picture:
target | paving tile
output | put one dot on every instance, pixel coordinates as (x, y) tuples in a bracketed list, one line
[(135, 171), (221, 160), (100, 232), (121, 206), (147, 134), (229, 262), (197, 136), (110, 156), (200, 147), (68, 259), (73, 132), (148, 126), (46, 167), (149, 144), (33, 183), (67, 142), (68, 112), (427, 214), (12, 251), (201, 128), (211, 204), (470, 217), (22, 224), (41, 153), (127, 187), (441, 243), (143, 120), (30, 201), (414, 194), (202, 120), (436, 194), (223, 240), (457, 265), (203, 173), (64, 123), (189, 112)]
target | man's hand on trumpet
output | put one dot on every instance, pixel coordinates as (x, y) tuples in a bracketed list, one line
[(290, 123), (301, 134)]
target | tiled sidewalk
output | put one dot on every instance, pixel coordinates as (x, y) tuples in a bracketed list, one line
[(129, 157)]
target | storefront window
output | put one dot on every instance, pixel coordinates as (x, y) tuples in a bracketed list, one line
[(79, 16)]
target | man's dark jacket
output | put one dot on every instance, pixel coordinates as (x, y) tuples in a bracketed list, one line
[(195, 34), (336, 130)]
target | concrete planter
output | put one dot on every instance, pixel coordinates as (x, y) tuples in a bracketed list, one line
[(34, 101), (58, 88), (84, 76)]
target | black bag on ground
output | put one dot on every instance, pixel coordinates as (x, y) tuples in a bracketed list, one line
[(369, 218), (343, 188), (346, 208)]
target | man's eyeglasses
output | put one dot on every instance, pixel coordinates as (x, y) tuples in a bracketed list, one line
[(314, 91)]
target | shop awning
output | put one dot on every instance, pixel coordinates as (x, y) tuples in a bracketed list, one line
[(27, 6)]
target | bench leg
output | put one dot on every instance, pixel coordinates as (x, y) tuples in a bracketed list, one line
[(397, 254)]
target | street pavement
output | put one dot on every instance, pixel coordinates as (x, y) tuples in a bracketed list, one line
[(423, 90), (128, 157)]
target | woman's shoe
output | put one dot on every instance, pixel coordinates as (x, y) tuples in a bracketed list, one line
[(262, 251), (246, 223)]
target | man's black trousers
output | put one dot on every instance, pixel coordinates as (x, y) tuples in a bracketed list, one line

### The exercise
Write out every line of the data above as a numbered list, skipping blank lines.

### Written solution
1. picture:
2. target | paving tile
3. output | put one dot on every instance, pixel coordinates as (x, y) tuples in a bracketed list, one line
4. [(135, 171), (221, 160), (100, 232), (121, 206), (147, 134), (229, 262), (197, 136), (110, 156), (200, 147), (68, 259), (73, 132), (148, 126), (46, 167), (149, 144), (33, 183), (67, 142), (68, 112), (427, 214), (12, 251), (201, 128), (211, 204), (470, 217), (22, 224), (41, 153), (127, 187), (441, 243), (143, 120), (30, 201), (414, 194), (202, 120), (436, 194), (223, 240), (457, 265), (203, 173), (64, 123), (189, 112)]
5. target | man's hand on trumpet
6. output | put one dot on every instance, pixel coordinates as (x, y) tuples in a bracketed list, one line
7. [(290, 123), (301, 134)]
8. target | tiled sidewalk
9. output | put one dot on every instance, pixel coordinates as (x, y) tuples in a bracketed list, one line
10. [(129, 157)]
11. target | storefront window
12. output | put one dot on every instance, pixel coordinates as (x, y) tuples in a bracketed list, one line
13. [(79, 16)]
14. target | man's dark jacket
15. output | put one dot on every instance, pixel coordinates as (x, y) tuples in a bracketed list, one line
16. [(195, 34), (336, 130)]
17. target | concrete planter
18. output | put one dot on every instance, pixel coordinates as (x, y) tuples in a bracketed list, one line
19. [(34, 101), (58, 88), (84, 76)]
20. target | black bag on ground
21. output | put one dot on every instance, pixel coordinates as (x, y) tuples in a bracketed list, one line
22. [(369, 218), (343, 188), (346, 208)]
23. target | man's eyeglasses
24. output | put one dot on every instance, pixel coordinates as (x, y) tuples in a bracketed list, one line
25. [(314, 91)]
26. target | shop awning
27. output | put one dot on every instance, pixel coordinates as (x, y) tuples in a bracketed list, one line
28. [(27, 6)]
29. target | bench leg
30. output | put one dot on every instance, pixel coordinates as (x, y) tuples in a bracketed list, one line
31. [(397, 254)]
32. target | street pavement
33. output | put one dot on every instance, pixel coordinates as (x, y) tuples in a bracketed list, one line
34. [(423, 90), (128, 157)]
35. target | woman's shoe
36. output | put one dot on every instance, pixel coordinates as (x, y) tuples in a bracketed list, one line
37. [(262, 251), (246, 223)]
38. target | man's black trousers
39. output | put one dot on every instance, pixel coordinates as (x, y) tuples in a bracketed list, one line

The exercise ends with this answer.